BRIEF: Swap "green" for "lime" wherever it shows up in the lines below, and give the lines back with nothing else changed. Leave the pictures out of your answer.

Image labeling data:
---

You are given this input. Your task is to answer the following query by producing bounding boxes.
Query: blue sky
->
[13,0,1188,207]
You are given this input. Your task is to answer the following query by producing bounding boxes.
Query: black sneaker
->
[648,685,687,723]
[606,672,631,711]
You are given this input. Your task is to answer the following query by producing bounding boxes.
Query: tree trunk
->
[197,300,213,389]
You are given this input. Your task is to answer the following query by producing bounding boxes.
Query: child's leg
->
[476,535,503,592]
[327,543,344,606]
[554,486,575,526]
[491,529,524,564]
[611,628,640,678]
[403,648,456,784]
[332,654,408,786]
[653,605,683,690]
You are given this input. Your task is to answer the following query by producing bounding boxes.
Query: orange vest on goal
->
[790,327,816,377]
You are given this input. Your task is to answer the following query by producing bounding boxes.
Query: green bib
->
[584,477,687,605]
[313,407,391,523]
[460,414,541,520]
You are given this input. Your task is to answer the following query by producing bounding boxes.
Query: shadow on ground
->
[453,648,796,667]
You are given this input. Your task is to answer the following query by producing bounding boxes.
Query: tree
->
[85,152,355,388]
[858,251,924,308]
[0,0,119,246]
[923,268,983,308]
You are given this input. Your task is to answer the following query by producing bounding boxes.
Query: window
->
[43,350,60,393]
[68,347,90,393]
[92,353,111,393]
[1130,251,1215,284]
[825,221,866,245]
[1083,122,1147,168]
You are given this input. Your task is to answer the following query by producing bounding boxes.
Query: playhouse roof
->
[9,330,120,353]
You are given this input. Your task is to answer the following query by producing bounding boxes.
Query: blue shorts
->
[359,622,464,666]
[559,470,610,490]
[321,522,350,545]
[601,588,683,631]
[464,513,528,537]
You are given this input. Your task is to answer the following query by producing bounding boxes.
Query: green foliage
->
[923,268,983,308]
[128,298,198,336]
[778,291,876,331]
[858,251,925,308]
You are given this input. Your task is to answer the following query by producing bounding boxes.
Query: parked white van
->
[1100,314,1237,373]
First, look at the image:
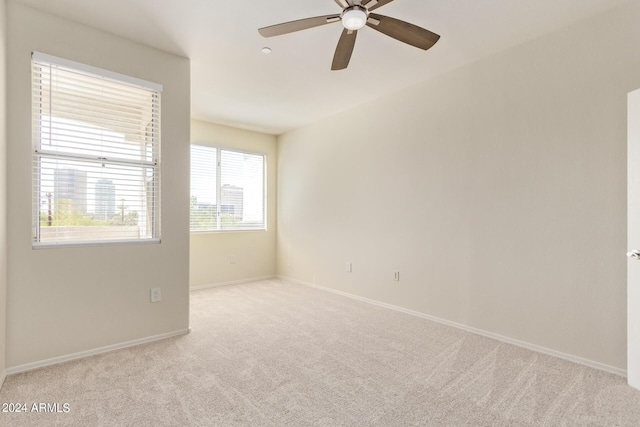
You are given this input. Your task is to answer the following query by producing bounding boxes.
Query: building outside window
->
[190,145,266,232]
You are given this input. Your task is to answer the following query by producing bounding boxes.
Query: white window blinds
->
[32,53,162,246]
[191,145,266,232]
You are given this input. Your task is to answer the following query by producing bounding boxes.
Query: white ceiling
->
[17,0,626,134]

---

ANSWER FOR THIS EXERCISE:
You are given this input. Your task is to answer the following query by producing bounding boxes.
Query: blue sky
->
[13,0,1188,207]
You are given this input. Your task is to answer the following query by producing bounding boxes.
Query: black sneaker
->
[648,685,687,723]
[606,672,631,711]
You are given this input. Your task is to answer the following query by producing bounding boxes.
Query: tree trunk
->
[197,300,213,389]
You are given this input. Your task is to answer the following query by producing bounding boxes.
Query: child's leg
->
[476,535,503,592]
[327,543,344,606]
[554,486,575,526]
[491,529,524,564]
[611,628,640,678]
[403,648,456,784]
[332,654,408,786]
[653,605,683,690]
You are given this input. Your task is to answer the following query by producing bounding boxes.
Query: orange vest on goal
->
[790,327,816,377]
You are given this input. Your task is to answer the following query by producing bounding boxes.
Query: lime bib
->
[584,477,687,605]
[313,407,391,523]
[460,414,541,520]
You are given this input. Your task is to answer the following query by producing bounding boxes.
Query: shadow on ground
->
[453,648,796,667]
You are given this input. Your task is to answer the following query by producing bounding boxes.
Query: tree
->
[85,152,355,388]
[858,251,924,308]
[0,0,119,246]
[923,268,983,308]
You are given this input. Your task is to answer the following query by producing bounding boxes.
Query: window
->
[43,350,60,393]
[68,347,90,393]
[92,353,111,393]
[1130,251,1215,284]
[825,221,866,245]
[1083,122,1147,168]
You are given this input. Your task is to answer the following query by producing bounding boxes.
Query: playhouse roof
->
[9,330,120,353]
You are given this input. Your task is to answer the following query by producing bounding boxes.
Query: blue shorts
->
[359,622,464,666]
[559,470,610,490]
[321,522,350,545]
[601,588,683,631]
[464,513,528,537]
You are given this input. Your task is to answer the following query by producing bounding boxes.
Query: lime foliage
->
[923,268,983,308]
[128,298,198,336]
[778,291,876,331]
[858,251,925,308]
You are given this input. Your task is to answer the following query by producing bounding boxes.
Query: parked white van
->
[1100,314,1237,373]
First, look at the image:
You are given this input. Your task is to answer the following query by producing bounding boxes.
Query: building outside window
->
[190,145,266,232]
You are given this input. Your task is to answer the following query by producing bounding boxes.
Query: white window blinds
->
[32,53,162,246]
[191,145,266,232]
You are given this input. Your task is to answer the following query by producing bounding boxes.
Query: white ceiling
->
[17,0,626,134]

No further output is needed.